• **Exercise requirements**:
**a.** Write out the part of the Perl Monks thread between "You want to" and "did they listen!", inclusive.
**b.** In the Perl Monks thread below, what digits are the ten letters to be mapped to?
(Passage provided)
BrowserUk has asked for the wisdom of the Perl Monks concerning the following question:

You have a string containing equal numbers of the letters 'a' .. 'j'; randomly ordered:

chhbfbjjjcgaiiaachbaefeabcbjffdgaggbgccaihgjddedfheejdigcdeiacebdehfig +egifibdabhfdihbdhifcgjfjhcaejj

You want to map those 10 letters to the four digits '1'..'4', such that you end up with equal numbers of those four digits in the result.

This is just a random thought arising; but I'm stuck for an approach?


With the rise and rise of 'Social' network sites: 'Computers are making people easier to use everyday'
Examine what is said, not who speaks -- Silence betokens consent -- Love the truth but pardon error.
"Science is about questioning the status quo. Questioning authority".
In the absence of evidence, opinion is indistinguishable from prejudice.
I'm with torvalds on this Agile (and TDD) debunked I told'em LLVM was the way to go. But did they listen!

Replies are listed 'Best First'.
Re: mapping 10 -> 4 equally.
(End Passage provided)
(Supplied information)
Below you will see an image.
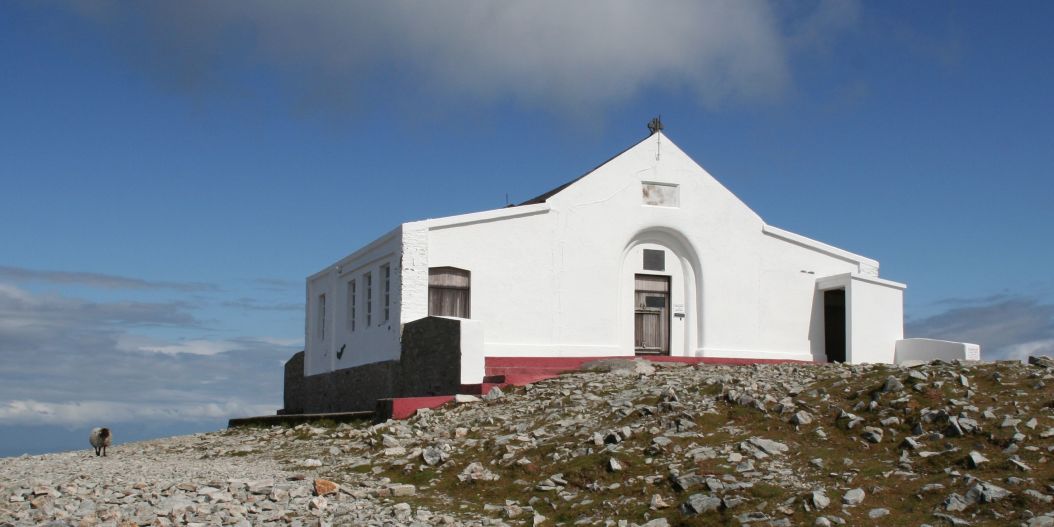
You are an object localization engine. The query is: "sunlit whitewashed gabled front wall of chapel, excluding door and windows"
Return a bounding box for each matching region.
[406,134,902,362]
(End Supplied information)
• **Task-by-task answers**:
**a.**
You want to map those 10 letters to the four digits '1'..'4', such that you end up with equal numbers of those four digits in the result.

This is just a random thought arising; but I'm stuck for an approach?


With the rise and rise of 'Social' network sites: 'Computers are making people easier to use everyday'
Examine what is said, not who speaks -- Silence betokens consent -- Love the truth but pardon error.
"Science is about questioning the status quo. Questioning authority".
In the absence of evidence, opinion is indistinguishable from prejudice.
I'm with torvalds on this Agile (and TDD) debunked I told'em LLVM was the way to go. But did they listen!

**b.** The four digits '1' through '4'.